▶ [Exercise set]
**A.** Answer these questions using the article on light-activated switches for nerve cells:
(i) To what did the team change the tip of their synthetic switches, replacing the quaternary ammonium ion?
(ii) Which part of the original switch did the team replace with an acrylamide?
(iii) Into what did the team inject the acrylamide-based switch?
**B.** Carry on writing the article on light-activated switches for nerve cells, picking up after its final sentence.

In their earliest work, the Berkeley team used light-activated synthetic switches tipped with a quaternary ammonium group to reversibly plug and reopen the ion-conducting pores of K+ channels, deactivating and activating the neurons at will (C&EN, Nov. 29, 2004, page 24). Later, they changed the tip of their synthetic switches from a quaternary ammonium ion to glutamate. Using the light-activated glutamate-tipped switch, they controlled a tiny fish's response to touch by selectively controlling glutamate-gated ion channels. Glutamate-gated ion channels convert chemical messages into electrical signals.
That study was a significant advance, Trauner says, because the glutamate doesn't simply act as a channel plug, as the quaternary ammonium group did. It acts as a ligand, inducing a conformational change in the ion channel that causes it to open.
Until recently, attaching the quaternary ammonium- and glutamate-based switches to neuronal ion channels required that the channels be modified to contain a cysteine attachment point. In those earlier cases, including the experiments with fish, the team used genetic engineering to express the cysteine-modified channel proteins in specific neurons.
THIS MONTH, however, the team reported a second-generation quaternary ammonium-containing azobenzene photoswitch that can modify naturally occurring K+ channels (Nat. Methods, DOI: 10.1038/nmeth.1187). They swapped a maleimide, the part of their original switch that attaches it to cysteine, with an acrylamide, which reacts not only with cysteine but also with other electron-rich amino acids. The switch's quaternary ammonium ion makes it capable of plugging K+ channels. But by eliminating the need for genetic engineering, there's no obvious way to target this type of switch to specific neurons. That's something the team is still working on, Trauner says.
The team injected the acrylamide-based switch into rat eyes, where it conferred light sensitivity on nerve cells in the retina that do not normally respond to light. Kramer tells C&EN that photoswitches might be useful for restoring sight in people with vision loss caused by diseases that kill specialized vision cells in the retina, but more work is needed to attain this goal.

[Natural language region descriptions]
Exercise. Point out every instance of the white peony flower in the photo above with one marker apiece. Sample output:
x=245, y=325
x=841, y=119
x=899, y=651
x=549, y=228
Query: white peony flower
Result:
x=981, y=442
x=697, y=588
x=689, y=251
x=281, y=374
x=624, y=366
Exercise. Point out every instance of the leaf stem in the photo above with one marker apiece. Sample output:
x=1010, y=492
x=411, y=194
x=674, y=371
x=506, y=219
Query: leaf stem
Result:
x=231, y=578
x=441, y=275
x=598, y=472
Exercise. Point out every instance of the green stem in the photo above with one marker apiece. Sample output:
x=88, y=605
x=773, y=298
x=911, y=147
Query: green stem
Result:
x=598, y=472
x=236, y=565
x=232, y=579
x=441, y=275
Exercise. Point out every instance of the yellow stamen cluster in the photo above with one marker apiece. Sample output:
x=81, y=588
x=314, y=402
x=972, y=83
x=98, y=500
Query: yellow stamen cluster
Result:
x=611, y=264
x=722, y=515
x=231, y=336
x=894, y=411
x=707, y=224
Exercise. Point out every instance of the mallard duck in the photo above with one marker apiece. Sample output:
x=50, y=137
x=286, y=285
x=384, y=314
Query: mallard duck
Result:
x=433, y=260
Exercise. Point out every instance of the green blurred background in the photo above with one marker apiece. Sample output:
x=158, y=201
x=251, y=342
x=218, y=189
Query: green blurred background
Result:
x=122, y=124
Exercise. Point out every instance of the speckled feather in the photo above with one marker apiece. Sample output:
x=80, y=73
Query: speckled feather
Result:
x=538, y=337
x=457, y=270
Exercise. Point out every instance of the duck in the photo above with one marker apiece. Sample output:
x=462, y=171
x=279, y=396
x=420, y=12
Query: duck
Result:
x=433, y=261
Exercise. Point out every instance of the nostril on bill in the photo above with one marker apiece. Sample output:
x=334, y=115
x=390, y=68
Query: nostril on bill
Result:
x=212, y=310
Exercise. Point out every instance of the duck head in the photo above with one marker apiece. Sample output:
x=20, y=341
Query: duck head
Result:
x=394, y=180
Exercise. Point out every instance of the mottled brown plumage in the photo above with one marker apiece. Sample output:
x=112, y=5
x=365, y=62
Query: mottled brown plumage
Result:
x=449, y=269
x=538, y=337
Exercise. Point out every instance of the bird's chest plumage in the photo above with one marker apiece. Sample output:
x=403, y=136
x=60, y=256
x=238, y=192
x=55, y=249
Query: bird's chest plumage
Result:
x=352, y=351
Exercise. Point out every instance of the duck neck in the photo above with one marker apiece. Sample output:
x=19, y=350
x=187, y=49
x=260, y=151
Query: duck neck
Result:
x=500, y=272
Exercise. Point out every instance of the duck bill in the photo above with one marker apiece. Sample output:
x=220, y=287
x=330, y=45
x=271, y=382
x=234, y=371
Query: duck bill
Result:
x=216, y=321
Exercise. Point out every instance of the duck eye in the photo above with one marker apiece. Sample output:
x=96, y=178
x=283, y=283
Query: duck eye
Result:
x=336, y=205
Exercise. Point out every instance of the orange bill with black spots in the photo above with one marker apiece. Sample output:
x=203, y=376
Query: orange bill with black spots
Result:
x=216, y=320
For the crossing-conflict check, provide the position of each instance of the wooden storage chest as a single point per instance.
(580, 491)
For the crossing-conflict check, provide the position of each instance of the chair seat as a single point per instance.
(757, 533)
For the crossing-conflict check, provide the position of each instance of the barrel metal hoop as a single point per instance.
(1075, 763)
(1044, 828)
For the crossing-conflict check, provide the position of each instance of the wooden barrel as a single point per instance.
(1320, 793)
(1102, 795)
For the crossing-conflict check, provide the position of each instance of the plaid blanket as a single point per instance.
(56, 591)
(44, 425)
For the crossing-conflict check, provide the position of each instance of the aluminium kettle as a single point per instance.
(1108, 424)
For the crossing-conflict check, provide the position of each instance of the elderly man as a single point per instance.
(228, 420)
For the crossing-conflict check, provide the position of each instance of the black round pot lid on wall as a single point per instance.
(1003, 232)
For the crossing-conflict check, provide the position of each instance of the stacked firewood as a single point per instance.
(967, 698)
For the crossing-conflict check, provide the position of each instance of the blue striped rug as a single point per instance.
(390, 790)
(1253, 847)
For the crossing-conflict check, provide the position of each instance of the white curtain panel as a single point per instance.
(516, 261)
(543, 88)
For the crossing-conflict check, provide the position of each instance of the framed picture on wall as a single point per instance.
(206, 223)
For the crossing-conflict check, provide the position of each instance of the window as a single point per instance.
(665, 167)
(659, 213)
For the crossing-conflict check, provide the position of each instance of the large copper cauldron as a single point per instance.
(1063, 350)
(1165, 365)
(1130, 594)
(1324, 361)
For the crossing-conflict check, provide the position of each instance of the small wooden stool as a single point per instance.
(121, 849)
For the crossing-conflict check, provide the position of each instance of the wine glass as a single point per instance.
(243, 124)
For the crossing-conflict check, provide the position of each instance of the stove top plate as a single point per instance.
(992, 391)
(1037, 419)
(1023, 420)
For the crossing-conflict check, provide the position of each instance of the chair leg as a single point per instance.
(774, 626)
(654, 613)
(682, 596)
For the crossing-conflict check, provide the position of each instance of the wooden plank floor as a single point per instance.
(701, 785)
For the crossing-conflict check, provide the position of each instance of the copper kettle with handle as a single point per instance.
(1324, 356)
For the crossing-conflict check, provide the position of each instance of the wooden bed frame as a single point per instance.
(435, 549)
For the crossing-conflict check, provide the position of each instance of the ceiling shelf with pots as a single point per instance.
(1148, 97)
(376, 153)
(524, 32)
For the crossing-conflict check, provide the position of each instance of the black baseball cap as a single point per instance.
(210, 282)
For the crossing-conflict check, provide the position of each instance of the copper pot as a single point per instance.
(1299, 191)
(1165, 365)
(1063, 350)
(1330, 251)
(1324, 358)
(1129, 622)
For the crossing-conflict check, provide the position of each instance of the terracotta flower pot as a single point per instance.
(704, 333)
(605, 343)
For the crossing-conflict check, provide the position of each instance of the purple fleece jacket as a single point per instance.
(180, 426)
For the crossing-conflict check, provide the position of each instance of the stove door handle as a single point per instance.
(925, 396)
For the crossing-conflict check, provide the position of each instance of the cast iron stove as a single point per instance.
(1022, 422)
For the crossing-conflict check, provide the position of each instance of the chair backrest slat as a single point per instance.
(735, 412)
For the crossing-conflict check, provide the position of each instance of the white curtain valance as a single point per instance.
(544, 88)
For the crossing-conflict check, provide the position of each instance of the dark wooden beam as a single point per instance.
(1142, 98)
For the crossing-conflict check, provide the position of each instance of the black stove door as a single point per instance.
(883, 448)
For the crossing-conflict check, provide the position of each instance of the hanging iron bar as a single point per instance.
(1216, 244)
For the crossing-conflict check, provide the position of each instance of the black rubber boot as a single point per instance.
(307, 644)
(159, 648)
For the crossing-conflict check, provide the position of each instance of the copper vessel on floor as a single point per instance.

▶ [Exercise results]
**A.**
(i) Glutamate.
(ii) The maleimide, the part that attaches the switch to cysteine.
(iii) Rat eyes.

**B.**
For use in organs or parts other than the eye, however, photoswitches and light-sensitive proteins share a big limitation. The wavelengths of light currently used to flip these switches on and off don't penetrate deeply into most body tissues. That's one reason why researchers are working primarily with worms and fish with transparent bodies. "You can't get that light into very much of the brain," Weill Cornell's Ryan says. On the other hand, switches that respond to longer wavelengths, at the red end of the visible spectrum and slightly toward infrared, could be activated in living tissues because those wavelengths can penetrate living tissues to some extent. That's one strategy that research groups, including the Berkeley team, are pursuing.
Changing the wavelengths to which retinal-gated proteins respond may require screening mutations in the proteins. But researchers already know a bit about how to modify azobenzene's properties, according to Woolley. Knowledge about azobenzene chemistry and color properties is immense, dating back to the 19th-century dye industry. "Perhaps this knowledge base can be tapped to aid the design of switches with ideal properties," he says.
Regardless of how they may need to be tweaked to improve performance, retinal-gated proteins and synthetic switches are complementary, Trauner emphasizes. "There are probably some scenarios where our system is better and some where channelrhodopsin is better," he says.
Ryan agrees that the technology is still at a very early stage. "The experiments we keep seeing are proof of concept," he says. The neurons researchers have been targeting so far, he explains, have well-known roles. "What we're waiting for is the killer app," Ryan says, referring to an experiment that harnesses light-activated nerve cells to pose new questions or to answer long-standing ones.